* Exercise requirements
(1) According to the passage about Melvin I. Urofsky below, what award did he receive in 1995?
(2) Write the next part of the passage about Melvin I. Urofsky, starting after its final sentence.

* Selected excerpt
= = =
Relationship of Plaintiffs to the Act

(38) MELVIN I. UROFSKY has for the past 23 years been Professor of History at Virginia Commonwealth University, where he also directs the interdisciplinary doctoral program in Public Policy and Administration. Among his many published works are American Zionism from Herzl to the Holocaust (1976), Documents of American Constitutional and Legal History (ed.) (1989), Felix Frankfurter: Judicial Restraint and Individual Liberties (1991), and The Supreme Court Justices: A Biographical Dictionary (ed.) (1994). In 1995, Professor Urofsky was awarded Virginia Commonwealth University's Award of Excellence in teaching. The United States government has sent Professor Urofsky to Canada, France, the former Yugoslavia, Romania, Australia and Turkey to lecture on American democracy and the Bill of Rights.
= = =
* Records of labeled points
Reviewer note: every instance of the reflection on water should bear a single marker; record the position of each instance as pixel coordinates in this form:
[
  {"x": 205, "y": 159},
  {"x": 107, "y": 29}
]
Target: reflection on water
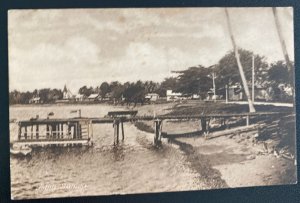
[{"x": 133, "y": 166}]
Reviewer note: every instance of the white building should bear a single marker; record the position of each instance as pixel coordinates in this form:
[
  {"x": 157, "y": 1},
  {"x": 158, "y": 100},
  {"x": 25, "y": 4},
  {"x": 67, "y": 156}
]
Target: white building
[
  {"x": 152, "y": 96},
  {"x": 172, "y": 96},
  {"x": 67, "y": 93},
  {"x": 93, "y": 97},
  {"x": 79, "y": 97}
]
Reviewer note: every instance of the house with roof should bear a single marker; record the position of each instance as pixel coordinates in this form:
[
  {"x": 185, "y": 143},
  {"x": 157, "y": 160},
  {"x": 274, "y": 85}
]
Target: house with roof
[
  {"x": 173, "y": 96},
  {"x": 152, "y": 96},
  {"x": 93, "y": 97}
]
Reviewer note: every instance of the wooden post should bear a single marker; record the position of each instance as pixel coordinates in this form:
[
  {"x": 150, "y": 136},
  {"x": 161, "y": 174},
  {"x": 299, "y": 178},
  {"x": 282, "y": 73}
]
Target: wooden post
[
  {"x": 203, "y": 124},
  {"x": 47, "y": 131},
  {"x": 122, "y": 126},
  {"x": 253, "y": 75},
  {"x": 226, "y": 93},
  {"x": 284, "y": 49},
  {"x": 62, "y": 130},
  {"x": 247, "y": 120},
  {"x": 25, "y": 134},
  {"x": 157, "y": 131},
  {"x": 20, "y": 132},
  {"x": 54, "y": 129},
  {"x": 31, "y": 132},
  {"x": 116, "y": 131},
  {"x": 242, "y": 74},
  {"x": 37, "y": 131}
]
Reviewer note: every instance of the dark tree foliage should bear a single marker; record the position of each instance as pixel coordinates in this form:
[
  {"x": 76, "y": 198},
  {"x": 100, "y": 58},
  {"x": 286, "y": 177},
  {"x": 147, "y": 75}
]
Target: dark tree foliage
[
  {"x": 168, "y": 84},
  {"x": 194, "y": 80},
  {"x": 277, "y": 79},
  {"x": 228, "y": 72},
  {"x": 279, "y": 74},
  {"x": 86, "y": 91},
  {"x": 104, "y": 89}
]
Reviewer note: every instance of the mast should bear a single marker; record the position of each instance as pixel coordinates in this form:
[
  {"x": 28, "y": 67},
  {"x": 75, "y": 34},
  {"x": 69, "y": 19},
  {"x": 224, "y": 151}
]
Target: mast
[{"x": 251, "y": 106}]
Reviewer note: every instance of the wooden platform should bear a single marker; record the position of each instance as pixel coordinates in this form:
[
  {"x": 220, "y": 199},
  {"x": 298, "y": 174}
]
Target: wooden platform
[{"x": 53, "y": 142}]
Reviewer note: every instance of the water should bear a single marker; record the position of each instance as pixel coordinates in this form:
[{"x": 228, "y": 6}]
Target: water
[{"x": 135, "y": 166}]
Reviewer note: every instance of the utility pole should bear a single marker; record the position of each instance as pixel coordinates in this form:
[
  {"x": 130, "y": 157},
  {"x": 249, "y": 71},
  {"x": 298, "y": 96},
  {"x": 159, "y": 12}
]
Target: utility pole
[
  {"x": 251, "y": 106},
  {"x": 253, "y": 75},
  {"x": 283, "y": 47},
  {"x": 214, "y": 86},
  {"x": 226, "y": 93}
]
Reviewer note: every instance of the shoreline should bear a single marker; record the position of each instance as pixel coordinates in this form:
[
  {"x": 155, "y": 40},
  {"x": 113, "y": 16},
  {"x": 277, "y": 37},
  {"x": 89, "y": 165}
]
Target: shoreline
[{"x": 231, "y": 160}]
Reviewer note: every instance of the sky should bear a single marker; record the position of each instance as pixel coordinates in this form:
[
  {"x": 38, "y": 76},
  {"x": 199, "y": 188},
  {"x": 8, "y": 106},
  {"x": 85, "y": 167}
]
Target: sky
[{"x": 77, "y": 47}]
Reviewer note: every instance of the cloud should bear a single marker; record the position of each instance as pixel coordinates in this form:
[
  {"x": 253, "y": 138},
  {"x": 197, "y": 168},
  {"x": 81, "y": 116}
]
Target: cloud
[{"x": 48, "y": 48}]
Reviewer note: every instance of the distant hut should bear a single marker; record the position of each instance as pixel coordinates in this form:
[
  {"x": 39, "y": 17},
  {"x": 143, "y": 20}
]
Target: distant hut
[
  {"x": 152, "y": 96},
  {"x": 67, "y": 95},
  {"x": 93, "y": 97}
]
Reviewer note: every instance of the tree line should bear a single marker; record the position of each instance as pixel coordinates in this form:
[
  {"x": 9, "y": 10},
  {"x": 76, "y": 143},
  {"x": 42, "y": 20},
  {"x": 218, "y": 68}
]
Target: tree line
[{"x": 194, "y": 80}]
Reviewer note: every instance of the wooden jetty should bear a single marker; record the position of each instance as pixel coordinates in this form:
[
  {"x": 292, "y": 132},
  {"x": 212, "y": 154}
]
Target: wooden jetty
[
  {"x": 55, "y": 132},
  {"x": 79, "y": 131},
  {"x": 119, "y": 117}
]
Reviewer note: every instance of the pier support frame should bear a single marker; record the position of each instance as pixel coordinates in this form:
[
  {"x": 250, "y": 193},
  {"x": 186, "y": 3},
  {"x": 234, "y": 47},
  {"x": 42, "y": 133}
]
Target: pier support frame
[
  {"x": 157, "y": 131},
  {"x": 116, "y": 131}
]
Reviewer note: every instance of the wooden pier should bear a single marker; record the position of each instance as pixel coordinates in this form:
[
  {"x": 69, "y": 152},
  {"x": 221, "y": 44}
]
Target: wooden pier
[
  {"x": 55, "y": 132},
  {"x": 79, "y": 131}
]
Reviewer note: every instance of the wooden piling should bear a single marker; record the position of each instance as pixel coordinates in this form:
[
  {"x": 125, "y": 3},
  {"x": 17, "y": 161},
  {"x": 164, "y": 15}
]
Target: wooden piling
[
  {"x": 122, "y": 126},
  {"x": 247, "y": 120},
  {"x": 157, "y": 131},
  {"x": 116, "y": 131},
  {"x": 31, "y": 132},
  {"x": 37, "y": 132},
  {"x": 25, "y": 134},
  {"x": 47, "y": 131},
  {"x": 20, "y": 132},
  {"x": 62, "y": 131}
]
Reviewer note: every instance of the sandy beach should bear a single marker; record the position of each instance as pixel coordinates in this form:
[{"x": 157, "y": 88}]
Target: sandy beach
[{"x": 234, "y": 159}]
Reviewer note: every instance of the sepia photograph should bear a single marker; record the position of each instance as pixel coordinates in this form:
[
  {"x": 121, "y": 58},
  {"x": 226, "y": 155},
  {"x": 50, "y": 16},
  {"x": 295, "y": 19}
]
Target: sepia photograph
[{"x": 150, "y": 100}]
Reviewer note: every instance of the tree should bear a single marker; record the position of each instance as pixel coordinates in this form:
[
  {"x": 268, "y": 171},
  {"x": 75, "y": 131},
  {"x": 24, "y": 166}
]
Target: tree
[
  {"x": 228, "y": 73},
  {"x": 104, "y": 89},
  {"x": 280, "y": 74},
  {"x": 281, "y": 82},
  {"x": 168, "y": 84},
  {"x": 194, "y": 80},
  {"x": 86, "y": 91}
]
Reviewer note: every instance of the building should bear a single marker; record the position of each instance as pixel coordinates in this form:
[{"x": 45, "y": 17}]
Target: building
[
  {"x": 93, "y": 97},
  {"x": 35, "y": 100},
  {"x": 152, "y": 96},
  {"x": 79, "y": 97},
  {"x": 67, "y": 95},
  {"x": 173, "y": 96}
]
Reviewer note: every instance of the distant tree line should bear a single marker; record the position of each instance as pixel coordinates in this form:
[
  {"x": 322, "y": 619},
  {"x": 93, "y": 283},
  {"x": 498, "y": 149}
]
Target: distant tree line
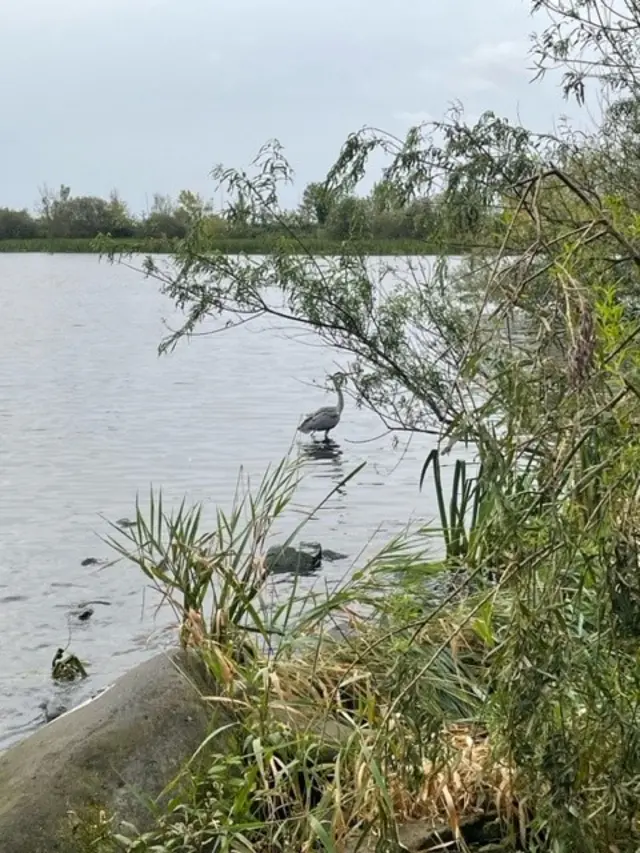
[{"x": 323, "y": 213}]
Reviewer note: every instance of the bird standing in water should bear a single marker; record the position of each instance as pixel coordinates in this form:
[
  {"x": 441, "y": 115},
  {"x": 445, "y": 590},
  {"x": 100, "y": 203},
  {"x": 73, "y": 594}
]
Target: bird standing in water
[{"x": 328, "y": 417}]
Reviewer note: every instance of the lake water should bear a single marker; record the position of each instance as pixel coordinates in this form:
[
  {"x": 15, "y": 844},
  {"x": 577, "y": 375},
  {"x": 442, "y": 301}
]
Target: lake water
[{"x": 90, "y": 415}]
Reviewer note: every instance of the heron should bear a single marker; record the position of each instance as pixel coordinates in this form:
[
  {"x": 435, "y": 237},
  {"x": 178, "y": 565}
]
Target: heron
[{"x": 328, "y": 417}]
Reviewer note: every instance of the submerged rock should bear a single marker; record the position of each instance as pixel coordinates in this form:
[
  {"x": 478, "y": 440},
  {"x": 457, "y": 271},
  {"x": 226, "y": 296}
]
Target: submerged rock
[
  {"x": 302, "y": 561},
  {"x": 287, "y": 560},
  {"x": 52, "y": 709}
]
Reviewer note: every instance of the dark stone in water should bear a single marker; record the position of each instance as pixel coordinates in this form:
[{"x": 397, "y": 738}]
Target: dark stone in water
[
  {"x": 332, "y": 556},
  {"x": 287, "y": 560}
]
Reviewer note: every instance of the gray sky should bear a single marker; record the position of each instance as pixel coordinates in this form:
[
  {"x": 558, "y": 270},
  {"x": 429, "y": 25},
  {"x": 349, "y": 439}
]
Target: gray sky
[{"x": 148, "y": 95}]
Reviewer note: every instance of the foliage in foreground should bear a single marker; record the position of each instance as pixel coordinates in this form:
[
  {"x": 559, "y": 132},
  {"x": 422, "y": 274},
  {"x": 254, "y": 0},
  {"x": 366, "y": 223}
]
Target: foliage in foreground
[
  {"x": 532, "y": 356},
  {"x": 345, "y": 714}
]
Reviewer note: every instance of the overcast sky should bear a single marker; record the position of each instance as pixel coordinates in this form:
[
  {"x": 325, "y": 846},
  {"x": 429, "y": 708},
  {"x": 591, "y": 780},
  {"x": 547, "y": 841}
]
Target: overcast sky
[{"x": 148, "y": 95}]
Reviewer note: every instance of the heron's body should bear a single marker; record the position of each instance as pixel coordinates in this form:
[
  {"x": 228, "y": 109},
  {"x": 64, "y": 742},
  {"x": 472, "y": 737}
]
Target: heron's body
[{"x": 326, "y": 418}]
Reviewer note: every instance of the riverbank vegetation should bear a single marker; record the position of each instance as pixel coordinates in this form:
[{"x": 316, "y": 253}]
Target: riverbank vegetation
[
  {"x": 501, "y": 713},
  {"x": 378, "y": 222}
]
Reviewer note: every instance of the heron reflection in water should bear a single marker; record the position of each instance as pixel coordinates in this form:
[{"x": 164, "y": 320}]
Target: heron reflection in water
[{"x": 328, "y": 417}]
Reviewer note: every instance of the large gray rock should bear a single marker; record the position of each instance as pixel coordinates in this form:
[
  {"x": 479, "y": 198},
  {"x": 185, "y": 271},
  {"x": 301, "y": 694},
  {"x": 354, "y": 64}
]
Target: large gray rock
[{"x": 115, "y": 752}]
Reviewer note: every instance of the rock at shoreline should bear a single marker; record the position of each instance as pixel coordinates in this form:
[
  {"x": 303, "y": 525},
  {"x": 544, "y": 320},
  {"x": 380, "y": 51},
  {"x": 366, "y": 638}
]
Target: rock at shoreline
[{"x": 116, "y": 752}]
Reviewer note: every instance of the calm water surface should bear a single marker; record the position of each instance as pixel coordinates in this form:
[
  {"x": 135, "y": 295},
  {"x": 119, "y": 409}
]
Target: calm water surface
[{"x": 90, "y": 415}]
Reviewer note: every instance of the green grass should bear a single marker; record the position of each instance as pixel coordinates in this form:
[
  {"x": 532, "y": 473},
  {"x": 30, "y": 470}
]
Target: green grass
[{"x": 227, "y": 245}]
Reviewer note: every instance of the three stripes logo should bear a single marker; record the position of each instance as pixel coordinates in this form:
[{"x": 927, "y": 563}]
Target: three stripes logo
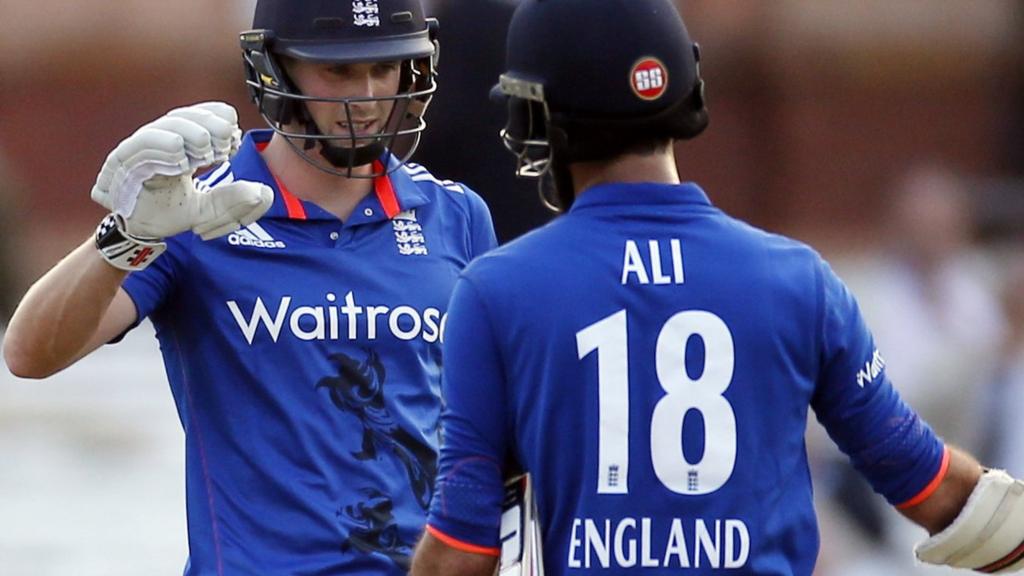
[{"x": 254, "y": 236}]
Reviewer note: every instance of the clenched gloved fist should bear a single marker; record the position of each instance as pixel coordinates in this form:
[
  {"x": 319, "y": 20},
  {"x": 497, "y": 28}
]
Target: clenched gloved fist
[{"x": 146, "y": 182}]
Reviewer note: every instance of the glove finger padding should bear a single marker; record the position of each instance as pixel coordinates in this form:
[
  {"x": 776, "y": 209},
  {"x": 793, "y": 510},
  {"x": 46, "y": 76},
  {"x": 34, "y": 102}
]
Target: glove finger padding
[
  {"x": 226, "y": 207},
  {"x": 139, "y": 157},
  {"x": 196, "y": 139},
  {"x": 988, "y": 534},
  {"x": 224, "y": 133}
]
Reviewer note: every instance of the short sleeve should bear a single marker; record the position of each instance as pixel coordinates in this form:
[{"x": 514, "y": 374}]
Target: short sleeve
[
  {"x": 885, "y": 439},
  {"x": 466, "y": 507},
  {"x": 151, "y": 288}
]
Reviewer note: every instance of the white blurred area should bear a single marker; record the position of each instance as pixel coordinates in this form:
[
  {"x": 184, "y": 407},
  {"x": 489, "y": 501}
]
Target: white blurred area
[{"x": 92, "y": 472}]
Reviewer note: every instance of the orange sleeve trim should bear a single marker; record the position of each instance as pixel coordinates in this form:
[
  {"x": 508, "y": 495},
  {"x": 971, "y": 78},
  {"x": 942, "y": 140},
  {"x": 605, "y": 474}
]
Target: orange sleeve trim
[
  {"x": 464, "y": 546},
  {"x": 932, "y": 486}
]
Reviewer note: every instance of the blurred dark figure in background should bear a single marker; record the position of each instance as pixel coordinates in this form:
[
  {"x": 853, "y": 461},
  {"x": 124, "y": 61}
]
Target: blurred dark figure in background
[
  {"x": 930, "y": 295},
  {"x": 464, "y": 145},
  {"x": 10, "y": 284},
  {"x": 1007, "y": 392}
]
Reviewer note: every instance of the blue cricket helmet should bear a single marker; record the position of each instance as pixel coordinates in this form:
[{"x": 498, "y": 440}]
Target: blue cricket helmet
[
  {"x": 342, "y": 32},
  {"x": 587, "y": 79}
]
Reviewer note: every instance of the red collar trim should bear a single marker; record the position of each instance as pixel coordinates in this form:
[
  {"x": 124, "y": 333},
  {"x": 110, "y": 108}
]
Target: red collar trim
[
  {"x": 385, "y": 192},
  {"x": 293, "y": 205}
]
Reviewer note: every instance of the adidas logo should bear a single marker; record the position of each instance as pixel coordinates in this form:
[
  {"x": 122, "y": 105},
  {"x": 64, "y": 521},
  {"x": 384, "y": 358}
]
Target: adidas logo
[{"x": 254, "y": 235}]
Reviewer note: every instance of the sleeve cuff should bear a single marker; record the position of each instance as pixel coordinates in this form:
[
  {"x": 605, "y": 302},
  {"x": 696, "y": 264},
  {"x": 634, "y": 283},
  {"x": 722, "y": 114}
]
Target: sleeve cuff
[
  {"x": 463, "y": 546},
  {"x": 932, "y": 486}
]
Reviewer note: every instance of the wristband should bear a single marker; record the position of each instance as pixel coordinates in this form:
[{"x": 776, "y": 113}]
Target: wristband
[{"x": 123, "y": 250}]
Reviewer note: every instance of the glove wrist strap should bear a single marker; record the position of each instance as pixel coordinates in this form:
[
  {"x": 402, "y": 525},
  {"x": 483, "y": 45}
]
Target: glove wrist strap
[{"x": 123, "y": 250}]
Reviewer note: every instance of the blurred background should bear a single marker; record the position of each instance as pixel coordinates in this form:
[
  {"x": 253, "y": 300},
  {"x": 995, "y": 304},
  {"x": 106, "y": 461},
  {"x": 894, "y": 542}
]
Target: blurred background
[{"x": 887, "y": 133}]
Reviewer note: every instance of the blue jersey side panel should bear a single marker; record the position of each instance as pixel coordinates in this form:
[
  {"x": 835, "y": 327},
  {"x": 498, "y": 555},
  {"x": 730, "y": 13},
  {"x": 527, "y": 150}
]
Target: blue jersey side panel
[{"x": 651, "y": 363}]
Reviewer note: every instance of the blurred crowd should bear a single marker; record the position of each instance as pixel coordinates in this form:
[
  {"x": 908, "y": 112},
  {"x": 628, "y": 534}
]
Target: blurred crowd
[
  {"x": 946, "y": 313},
  {"x": 933, "y": 249}
]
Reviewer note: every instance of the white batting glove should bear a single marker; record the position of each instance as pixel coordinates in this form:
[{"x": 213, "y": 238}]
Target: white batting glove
[{"x": 146, "y": 181}]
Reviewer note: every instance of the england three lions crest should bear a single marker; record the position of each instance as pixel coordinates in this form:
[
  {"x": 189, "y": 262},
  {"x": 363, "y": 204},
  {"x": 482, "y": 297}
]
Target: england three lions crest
[{"x": 409, "y": 234}]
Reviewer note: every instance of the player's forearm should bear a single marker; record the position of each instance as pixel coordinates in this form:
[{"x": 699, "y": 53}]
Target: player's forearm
[
  {"x": 60, "y": 313},
  {"x": 939, "y": 509}
]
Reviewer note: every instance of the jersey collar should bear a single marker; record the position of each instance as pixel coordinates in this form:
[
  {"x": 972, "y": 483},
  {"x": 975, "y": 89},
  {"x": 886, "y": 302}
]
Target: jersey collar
[
  {"x": 623, "y": 194},
  {"x": 392, "y": 195}
]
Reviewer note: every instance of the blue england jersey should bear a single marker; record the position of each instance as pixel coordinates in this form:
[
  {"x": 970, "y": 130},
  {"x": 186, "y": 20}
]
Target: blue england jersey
[
  {"x": 304, "y": 355},
  {"x": 650, "y": 362}
]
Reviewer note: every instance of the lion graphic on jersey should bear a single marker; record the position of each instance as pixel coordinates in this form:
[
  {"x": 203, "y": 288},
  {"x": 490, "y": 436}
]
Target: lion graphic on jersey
[{"x": 358, "y": 389}]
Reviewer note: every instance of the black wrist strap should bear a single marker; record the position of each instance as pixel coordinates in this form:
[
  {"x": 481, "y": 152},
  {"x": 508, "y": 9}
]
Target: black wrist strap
[{"x": 123, "y": 250}]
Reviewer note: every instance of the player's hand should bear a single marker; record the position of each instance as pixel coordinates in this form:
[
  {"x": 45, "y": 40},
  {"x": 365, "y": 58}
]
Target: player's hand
= = =
* Results of the exercise
(1) He received Virginia Commonwealth University's Award of Excellence in teaching.

(2)
(39) Professor Urofsky's academic specialty is constitutional and legal history. Among the courses he teaches are seminars in recent U.S. history, U.S. constitutional history, and mass communications law. In addition to his teaching and administrative responsibilities, Professor Urofsky is expected to do research and publish in his fields of expertise. To that end, he is particularly concerned with the way that new means of technology, particularly the Internet, affect the First Amendment rights of free speech and press.

(40) Professor Urofsky's teaching and research responsibilities frequently require him to use agency-owned or leased computer equipment to access, download, print, or store information having sexually explicit but nonobscene content. For example, in his courses on recent constitutional history, Professor Urofsky's classes study the Supreme Court's First Amendment decisions, including decisions in the area of obscenity. A major question in these cases is what constitutes obscenity, and how it is distinguished from sexually explicit but nonobscene speech. Internet resources such as chat rooms and Web sites, some of them operated by university or public advocacy groups, are obvious places to examine a wide range of sexually oriented materials in order to inform discussion of what currently constitutes obscenity. Professor Urofsky is now reluctant to assign students Internet-related tasks in the area of First Amendment and obscenity, for fear that they will access information that he himself cannot view online under the Act.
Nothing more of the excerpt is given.